---------- DATA LISTING ----------
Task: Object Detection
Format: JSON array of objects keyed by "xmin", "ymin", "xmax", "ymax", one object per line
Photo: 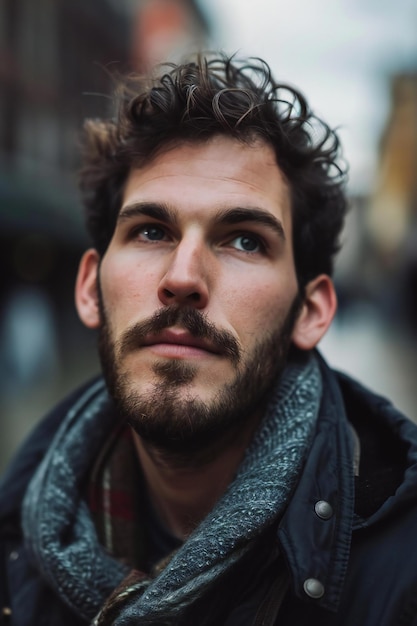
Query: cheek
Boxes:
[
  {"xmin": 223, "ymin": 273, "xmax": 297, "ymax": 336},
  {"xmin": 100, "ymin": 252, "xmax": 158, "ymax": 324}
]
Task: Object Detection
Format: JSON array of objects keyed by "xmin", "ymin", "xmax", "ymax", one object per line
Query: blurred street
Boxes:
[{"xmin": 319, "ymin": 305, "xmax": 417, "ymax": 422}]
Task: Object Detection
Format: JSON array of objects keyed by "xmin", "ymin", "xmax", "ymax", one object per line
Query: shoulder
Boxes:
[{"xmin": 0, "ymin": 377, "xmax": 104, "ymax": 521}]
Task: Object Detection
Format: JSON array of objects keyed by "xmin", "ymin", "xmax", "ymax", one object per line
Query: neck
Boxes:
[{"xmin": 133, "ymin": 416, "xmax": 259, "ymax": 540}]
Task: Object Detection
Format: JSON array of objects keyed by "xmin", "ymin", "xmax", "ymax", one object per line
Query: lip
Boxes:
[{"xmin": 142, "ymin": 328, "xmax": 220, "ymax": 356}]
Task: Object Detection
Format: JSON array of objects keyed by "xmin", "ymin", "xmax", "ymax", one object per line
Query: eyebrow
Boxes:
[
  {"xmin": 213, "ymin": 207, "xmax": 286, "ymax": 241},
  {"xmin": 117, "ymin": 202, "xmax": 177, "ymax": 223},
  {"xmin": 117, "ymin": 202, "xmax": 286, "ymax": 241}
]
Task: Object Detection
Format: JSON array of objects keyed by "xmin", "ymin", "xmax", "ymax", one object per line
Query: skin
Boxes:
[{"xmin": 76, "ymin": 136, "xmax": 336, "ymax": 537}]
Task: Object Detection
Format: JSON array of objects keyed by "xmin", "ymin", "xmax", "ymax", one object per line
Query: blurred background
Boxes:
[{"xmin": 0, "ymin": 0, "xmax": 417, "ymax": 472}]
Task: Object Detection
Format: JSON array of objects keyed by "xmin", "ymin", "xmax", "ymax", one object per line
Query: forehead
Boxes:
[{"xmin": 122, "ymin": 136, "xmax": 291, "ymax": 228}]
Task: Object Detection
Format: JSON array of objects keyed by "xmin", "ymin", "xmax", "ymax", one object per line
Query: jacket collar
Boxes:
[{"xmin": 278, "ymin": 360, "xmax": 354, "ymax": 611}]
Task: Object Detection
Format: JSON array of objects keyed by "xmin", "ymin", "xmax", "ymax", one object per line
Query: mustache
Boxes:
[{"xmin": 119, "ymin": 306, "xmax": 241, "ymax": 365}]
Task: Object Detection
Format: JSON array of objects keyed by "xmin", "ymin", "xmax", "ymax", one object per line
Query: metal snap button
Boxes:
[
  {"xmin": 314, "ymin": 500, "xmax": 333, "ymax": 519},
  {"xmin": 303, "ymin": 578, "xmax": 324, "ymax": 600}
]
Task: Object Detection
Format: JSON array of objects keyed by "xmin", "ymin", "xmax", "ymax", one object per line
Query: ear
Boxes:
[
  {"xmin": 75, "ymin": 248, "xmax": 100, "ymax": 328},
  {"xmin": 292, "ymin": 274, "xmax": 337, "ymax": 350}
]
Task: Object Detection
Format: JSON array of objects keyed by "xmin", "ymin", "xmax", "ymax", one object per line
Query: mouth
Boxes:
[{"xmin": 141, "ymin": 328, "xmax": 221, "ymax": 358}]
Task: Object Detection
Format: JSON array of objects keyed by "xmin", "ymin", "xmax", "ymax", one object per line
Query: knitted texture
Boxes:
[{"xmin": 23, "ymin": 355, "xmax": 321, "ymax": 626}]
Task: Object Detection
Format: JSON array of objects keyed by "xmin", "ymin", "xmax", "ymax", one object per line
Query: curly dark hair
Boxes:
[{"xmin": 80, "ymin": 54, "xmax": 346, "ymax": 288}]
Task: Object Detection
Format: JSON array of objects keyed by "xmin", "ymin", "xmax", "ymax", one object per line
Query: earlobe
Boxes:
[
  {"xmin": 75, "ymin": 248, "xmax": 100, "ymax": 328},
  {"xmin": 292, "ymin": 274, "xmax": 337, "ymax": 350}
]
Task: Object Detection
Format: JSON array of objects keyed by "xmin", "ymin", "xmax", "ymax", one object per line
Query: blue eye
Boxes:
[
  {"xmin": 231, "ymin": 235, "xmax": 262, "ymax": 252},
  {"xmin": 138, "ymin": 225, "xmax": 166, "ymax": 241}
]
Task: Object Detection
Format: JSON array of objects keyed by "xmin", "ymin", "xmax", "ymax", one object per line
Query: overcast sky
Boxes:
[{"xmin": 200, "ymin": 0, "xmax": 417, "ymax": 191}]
----------
Report how many lines of the listing above contain the word "blurred". Give only the number.

2